**** DATA LISTING

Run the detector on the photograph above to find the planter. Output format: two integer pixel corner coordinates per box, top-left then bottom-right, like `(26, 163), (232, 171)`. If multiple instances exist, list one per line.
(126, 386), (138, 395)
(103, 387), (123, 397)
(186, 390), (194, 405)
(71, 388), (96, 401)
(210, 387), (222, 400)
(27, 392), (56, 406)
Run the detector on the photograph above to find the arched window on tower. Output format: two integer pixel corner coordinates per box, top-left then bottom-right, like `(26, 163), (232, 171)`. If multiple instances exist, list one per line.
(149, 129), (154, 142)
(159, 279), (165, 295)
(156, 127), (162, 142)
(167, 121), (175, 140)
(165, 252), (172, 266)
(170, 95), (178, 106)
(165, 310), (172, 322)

********

-- GIVEN TASK --
Could you reproduce, word for word, the material from the line containing "Run the detector on the photograph above to find the arched" up to and including its last line?

-- EXERCISE SOLUTION --
Run the detector on the photograph above to find the arched window on tower. Output format: two integer pixel corner coordinates per box, top-left then bottom-right, like `(26, 163), (232, 171)`. If multiple instances exist, list one per line.
(149, 129), (154, 142)
(159, 279), (165, 295)
(156, 127), (162, 142)
(167, 121), (175, 140)
(165, 252), (172, 266)
(170, 95), (178, 106)
(165, 310), (172, 322)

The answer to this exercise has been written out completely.